TASK GOAL — Gather every line of the material below that contains the string "window" and reproduce each one in full.

SUPPLIED RECORDS —
+-------+

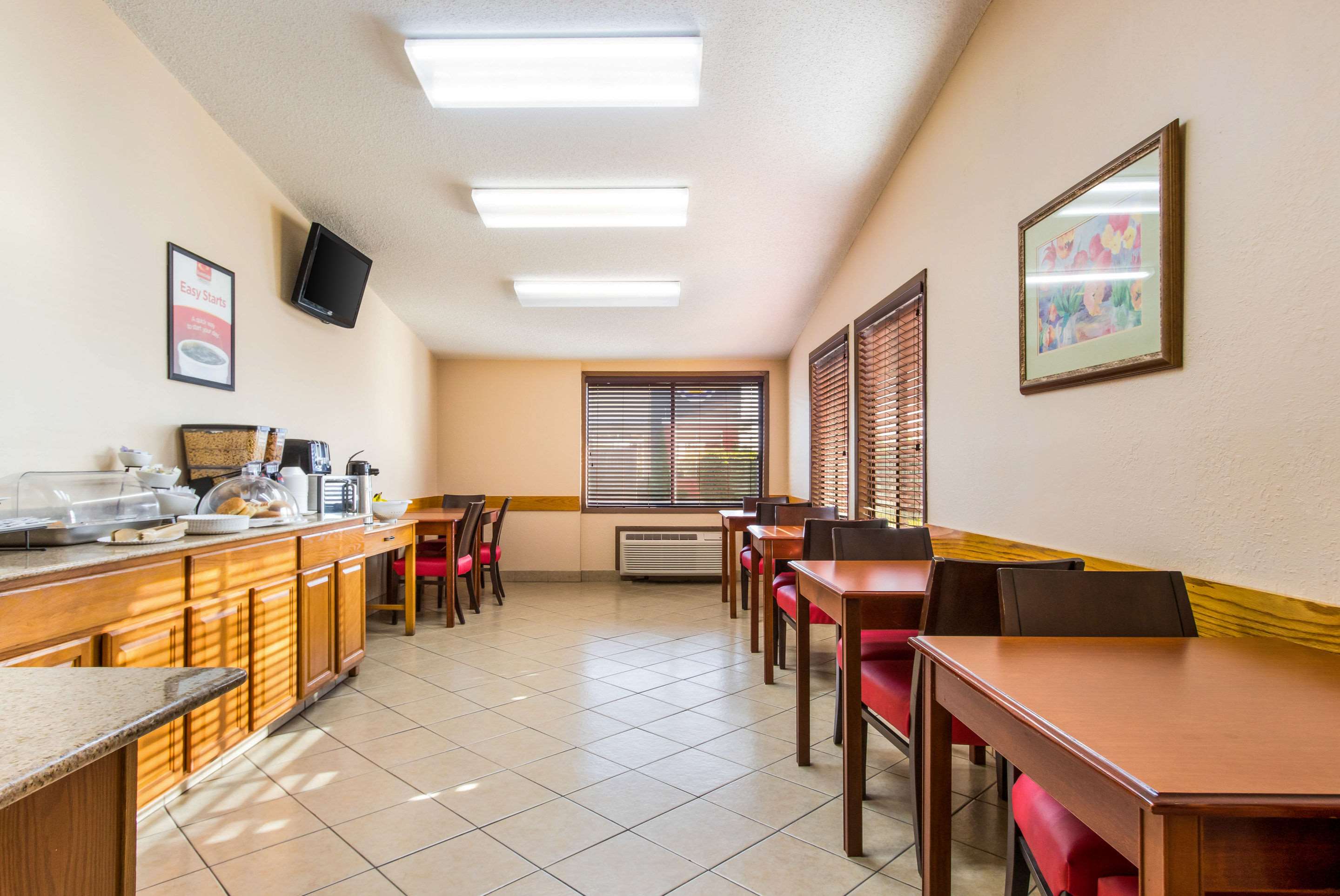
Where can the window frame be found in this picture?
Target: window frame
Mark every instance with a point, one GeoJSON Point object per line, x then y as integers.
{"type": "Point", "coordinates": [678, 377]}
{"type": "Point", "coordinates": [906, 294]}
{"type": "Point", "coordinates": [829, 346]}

+-------+

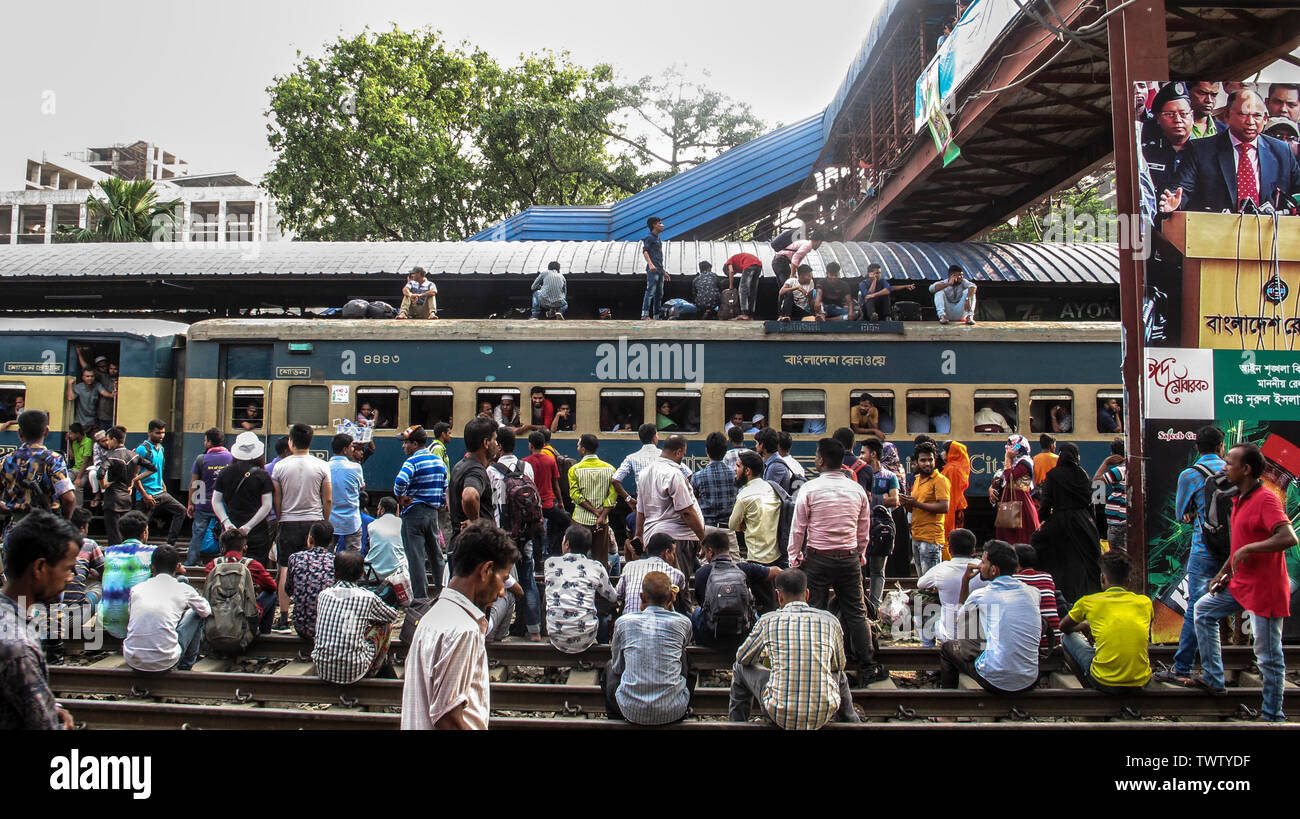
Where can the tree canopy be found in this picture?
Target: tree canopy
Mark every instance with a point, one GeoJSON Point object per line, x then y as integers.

+-------+

WRITTEN ANSWER —
Where can the window frame be found in this picture?
Target: window frame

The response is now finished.